--- Records for the task ---

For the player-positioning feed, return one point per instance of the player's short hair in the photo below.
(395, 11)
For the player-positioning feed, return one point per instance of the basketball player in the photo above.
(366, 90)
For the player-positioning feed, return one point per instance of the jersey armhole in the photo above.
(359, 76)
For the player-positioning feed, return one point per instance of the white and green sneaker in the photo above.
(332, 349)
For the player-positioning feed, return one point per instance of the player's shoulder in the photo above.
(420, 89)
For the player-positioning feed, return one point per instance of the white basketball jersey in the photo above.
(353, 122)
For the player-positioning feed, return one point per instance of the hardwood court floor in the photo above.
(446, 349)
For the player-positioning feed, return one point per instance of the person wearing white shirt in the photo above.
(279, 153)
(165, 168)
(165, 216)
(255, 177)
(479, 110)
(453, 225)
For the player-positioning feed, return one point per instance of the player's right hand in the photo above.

---

§ What to do: Nothing but the lines from the one with "player in the photo above." through the end of the data above should be repeated, each exactly as it stands.

§ Answer:
For the player-positioning feed, return one point per instance of the basketball player in the photo above.
(366, 90)
For the player-positioning feed, return one point per instance of the jersey armhole in the photo above.
(359, 76)
For the player-positioning feed, return one point per instance of the white and green sneaker in the photo above.
(332, 349)
For the player-positioning feed, return one point per instance of the player's shoulder in the photo above.
(420, 89)
For the player-positioning feed, return one point per instance of the white basketball jersey in the photo above.
(353, 122)
For the player-positioning feed, return one point per instance of the hardwood court floor in the photo above.
(446, 349)
For the player-positioning feed, return one point per instance of the person wearing white shirt in the photo above.
(279, 153)
(165, 168)
(165, 216)
(255, 177)
(479, 110)
(453, 225)
For the player-positioning feed, return one point per instance of the player's right hand in the photo above.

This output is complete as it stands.